(Rows from a box-labeling dataset)

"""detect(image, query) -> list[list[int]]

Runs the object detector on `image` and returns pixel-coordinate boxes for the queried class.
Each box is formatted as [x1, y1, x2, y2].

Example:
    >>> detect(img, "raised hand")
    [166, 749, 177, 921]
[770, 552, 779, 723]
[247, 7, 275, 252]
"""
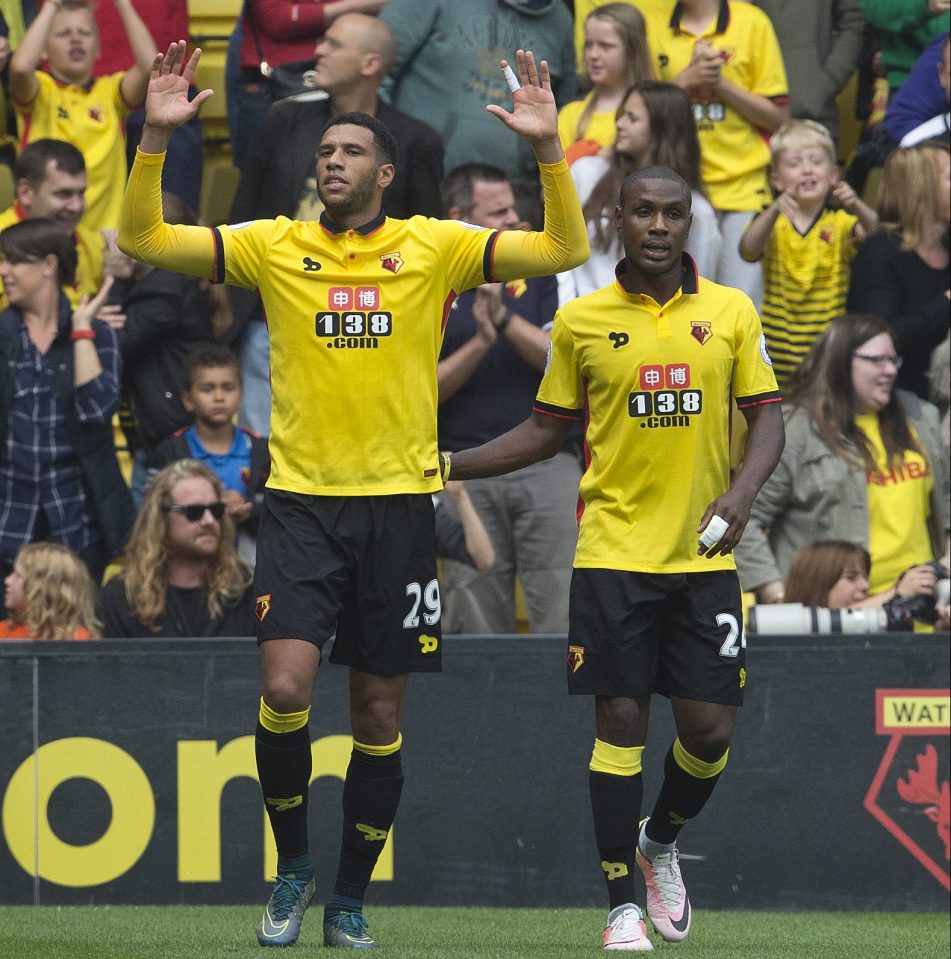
[73, 276, 112, 330]
[145, 40, 214, 132]
[486, 50, 561, 162]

• **AIM OF THE EXERCISE**
Rewrite all of the rows above, replacing "raised hand" with "waving hand" and leaving everything else unchanged. Omit the pictures from your output.

• **RESPONSE TO THE TASK**
"""detect(image, query) -> list[list[int]]

Runs the object detector on `image` and returns pixel-coordinate boxes for the queried class.
Each box is formatted as [x1, y1, x2, y2].

Example:
    >>> detect(img, "waving hand")
    [166, 749, 177, 921]
[770, 552, 779, 723]
[247, 7, 275, 252]
"""
[73, 276, 112, 330]
[145, 40, 214, 132]
[486, 50, 561, 162]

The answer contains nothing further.